**Source passage**
········
# Insurance Gray Area



## Hyperloop (Jul 22, 2017)

I am by no means an expert, and am brand new to Uber, but this is what I've distilled from this whole insurance gray area and gap coverage. Can someone chime in and let me know if I'm on the right track of thinking?

Read your policy. If it excludes rideshare specifically or doesn't even mention rideshare, call your insurer and have them update your policy to reflect rideshare coverage. Then, re-read your policy and understand the language contained within. If not, it's worth paying a small fee to have a legal mind help you understand the policy.

Uber makes it pretty clear what they cover and what they don't and when. But within their statement on insurance, it specifically calls out that they will cover you and your vehicle in period 2 & 3 only if you maintain a personal policy that contains comprehensive/collision. That's where the legal gray area is in my mind, aside of course from the Gap in period 1.

So, if you have full coverage on a personal policy and are at fault during period 2 or 3, but your personal policy excludes or does not define rideshare coverage they will most likely drop you since rideshare is not within the scope of your policy. Then, since you're dropped from your personal policy, Uber/JR has no validation or legal obligation to cover you or your vehicle for period 2 or 3 at the time of the incident?

^^^ this paragraph leads to what I think could be a messy and most likely lengthy lawsuit between driver, Uber, JR, and driver's insurer since Uber doesn't clearly define what constitutes neglect of maintence of an appropriate policy and when that neglect is enforcible.

I may have blown this way out of proportion but I believe it's a valid concern.


----------



## Maven (Feb 9, 2017)
········
**Data entries**

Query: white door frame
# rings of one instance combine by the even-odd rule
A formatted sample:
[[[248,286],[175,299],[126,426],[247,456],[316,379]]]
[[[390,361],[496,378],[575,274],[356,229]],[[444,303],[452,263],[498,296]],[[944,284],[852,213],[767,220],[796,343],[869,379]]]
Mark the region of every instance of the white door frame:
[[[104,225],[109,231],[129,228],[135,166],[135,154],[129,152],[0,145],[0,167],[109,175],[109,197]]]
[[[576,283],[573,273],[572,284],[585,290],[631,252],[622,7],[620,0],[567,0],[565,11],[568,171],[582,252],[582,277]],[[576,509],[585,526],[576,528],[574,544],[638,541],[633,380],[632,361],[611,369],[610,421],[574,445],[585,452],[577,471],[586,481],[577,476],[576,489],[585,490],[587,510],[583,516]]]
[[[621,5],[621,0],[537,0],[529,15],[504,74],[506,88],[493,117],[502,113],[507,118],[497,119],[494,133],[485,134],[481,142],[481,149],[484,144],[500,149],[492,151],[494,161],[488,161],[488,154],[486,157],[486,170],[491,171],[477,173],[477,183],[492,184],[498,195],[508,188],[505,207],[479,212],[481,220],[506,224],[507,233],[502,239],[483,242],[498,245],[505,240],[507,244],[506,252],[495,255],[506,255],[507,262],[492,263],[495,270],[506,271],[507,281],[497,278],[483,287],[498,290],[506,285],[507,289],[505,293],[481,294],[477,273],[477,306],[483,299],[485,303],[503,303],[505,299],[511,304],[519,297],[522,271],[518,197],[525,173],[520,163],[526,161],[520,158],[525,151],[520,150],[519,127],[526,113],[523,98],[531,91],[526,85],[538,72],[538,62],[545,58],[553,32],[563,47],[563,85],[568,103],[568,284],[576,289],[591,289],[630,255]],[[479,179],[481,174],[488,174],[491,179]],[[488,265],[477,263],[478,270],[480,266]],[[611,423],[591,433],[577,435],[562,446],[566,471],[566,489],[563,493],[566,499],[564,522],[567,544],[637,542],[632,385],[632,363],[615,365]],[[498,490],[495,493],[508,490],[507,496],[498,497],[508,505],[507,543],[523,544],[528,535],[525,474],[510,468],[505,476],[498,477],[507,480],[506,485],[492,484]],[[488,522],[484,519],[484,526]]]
········
**What you should do**
Write the next part of the forum thread on rideshare insurance gaps, picking up right after its final line.

**Written answer**
Hyperloop said:


> I am by no means an expert, and am brand new to Uber, but this is what I've distilled from this whole insurance gray area and gap coverage. Can someone chime in and let me know if I'm on the right track of thinking?
> 
> Read your policy. If it excludes rideshare specifically or doesn't even mention rideshare, call your insurer and have them update your policy to reflect rideshare coverage. Then, re-read your policy and understand the language contained within. If not, it's worth paying a small fee to have a legal mind help you understand the policy.
> 
> ...


You have *not *blown this way out of proportion. It's both a valid and serious concern. *See the pinned post in this forum. 

DO NOT* call your insurer and have them update your policy to reflect rideshare coverage. Most insurers will drop your personal coverage immediately if you admit to doing ridesharing. Even asking a question may flag you account for "special treatment". Check using an independent agent without identifying yourself.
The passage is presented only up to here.